* Direction:
Retype the stretch of the listing below from the line containing "Locate the marina" through the end of the listing, reproducing each line without any change.

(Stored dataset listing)
--*--

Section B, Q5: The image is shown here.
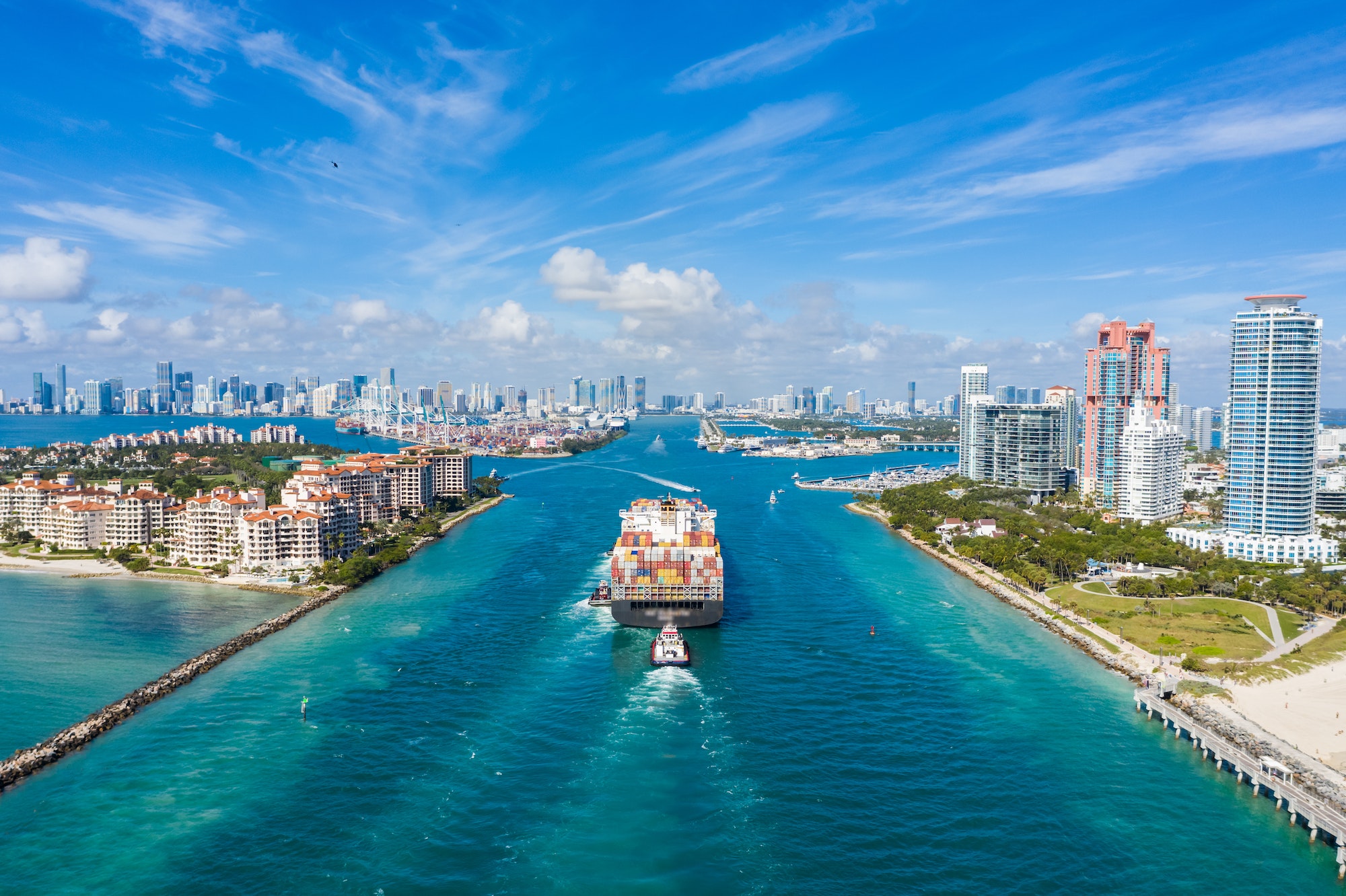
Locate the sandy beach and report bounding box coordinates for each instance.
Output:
[1228,659,1346,771]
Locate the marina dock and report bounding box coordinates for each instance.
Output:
[1135,687,1346,880]
[794,464,958,495]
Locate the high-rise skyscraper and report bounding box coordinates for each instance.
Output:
[1184,405,1215,451]
[958,365,989,476]
[1117,406,1183,523]
[1079,320,1168,507]
[1034,386,1079,471]
[155,361,174,414]
[1168,295,1338,565]
[51,365,66,410]
[1225,296,1323,535]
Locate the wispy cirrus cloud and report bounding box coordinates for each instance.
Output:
[668,3,878,93]
[93,0,528,172]
[820,48,1346,226]
[19,199,245,256]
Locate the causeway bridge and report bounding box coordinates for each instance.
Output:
[1135,687,1346,880]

--*--

* Solution:
Locate the marina dock and report bounding box coordinates for each instance.
Output:
[1135,687,1346,880]
[794,464,958,495]
Locate the high-rise skyscraper and report bounding box coordinates for each instance.
Output:
[1184,405,1215,451]
[958,365,989,476]
[1117,406,1183,523]
[1079,320,1168,507]
[1034,386,1079,471]
[155,361,174,414]
[1168,295,1338,565]
[51,365,66,410]
[1225,296,1323,535]
Locate the wispy cirrus cloud and report bounding box coordinates for each instance.
Output:
[668,3,878,93]
[93,0,528,172]
[820,48,1346,226]
[19,199,245,256]
Locate the causeway bridge and report bounding box coordinates for each instance.
Output:
[1135,687,1346,880]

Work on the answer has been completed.